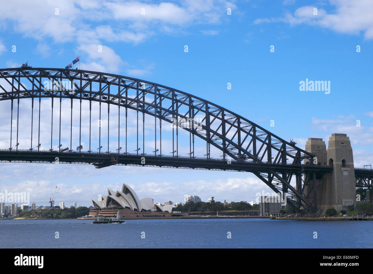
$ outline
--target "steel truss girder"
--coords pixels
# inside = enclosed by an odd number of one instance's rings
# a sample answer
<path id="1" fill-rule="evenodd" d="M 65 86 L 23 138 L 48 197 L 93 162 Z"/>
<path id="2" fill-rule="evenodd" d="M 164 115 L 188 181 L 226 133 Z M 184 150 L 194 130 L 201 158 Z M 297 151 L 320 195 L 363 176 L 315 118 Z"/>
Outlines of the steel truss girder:
<path id="1" fill-rule="evenodd" d="M 202 115 L 199 127 L 184 129 L 193 137 L 197 136 L 205 141 L 209 148 L 211 145 L 222 151 L 224 160 L 228 156 L 239 161 L 251 159 L 257 163 L 286 164 L 290 159 L 292 164 L 300 165 L 303 159 L 314 157 L 296 147 L 295 143 L 285 141 L 224 108 L 148 81 L 89 71 L 43 68 L 0 69 L 1 79 L 5 79 L 8 86 L 0 85 L 0 101 L 41 98 L 85 100 L 128 108 L 170 123 L 178 117 L 194 120 L 197 115 Z M 45 88 L 43 80 L 45 79 L 53 83 L 54 90 Z M 64 80 L 73 81 L 75 90 L 72 92 L 64 90 L 60 84 Z M 25 81 L 31 84 L 29 89 L 26 88 L 28 85 L 24 84 Z M 98 90 L 93 90 L 95 83 L 100 85 Z M 130 90 L 136 91 L 134 97 L 128 95 Z M 209 151 L 207 158 L 209 155 Z M 266 156 L 267 161 L 264 161 Z M 291 191 L 303 204 L 313 210 L 315 209 L 302 192 L 290 185 L 292 174 L 283 173 L 280 176 L 275 171 L 269 170 L 268 174 L 272 177 L 270 181 L 264 179 L 260 173 L 254 174 L 272 189 Z M 281 190 L 273 185 L 272 182 L 276 180 L 282 185 Z"/>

▬▬▬▬▬▬

● Aim of the task
Copy out the records from their first line through the line containing "Outlines of the", both ends included, without the pictures.

● Answer in full
$ outline
--target "steel truss girder"
--coords pixels
# inside = enclosed by an odd number of one instance's rings
# a sample answer
<path id="1" fill-rule="evenodd" d="M 65 86 L 23 138 L 48 197 L 93 162 Z"/>
<path id="2" fill-rule="evenodd" d="M 164 115 L 188 181 L 226 133 Z M 184 150 L 194 130 L 201 158 Z M 297 151 L 320 195 L 363 176 L 315 118 Z"/>
Outlines of the steel truss girder:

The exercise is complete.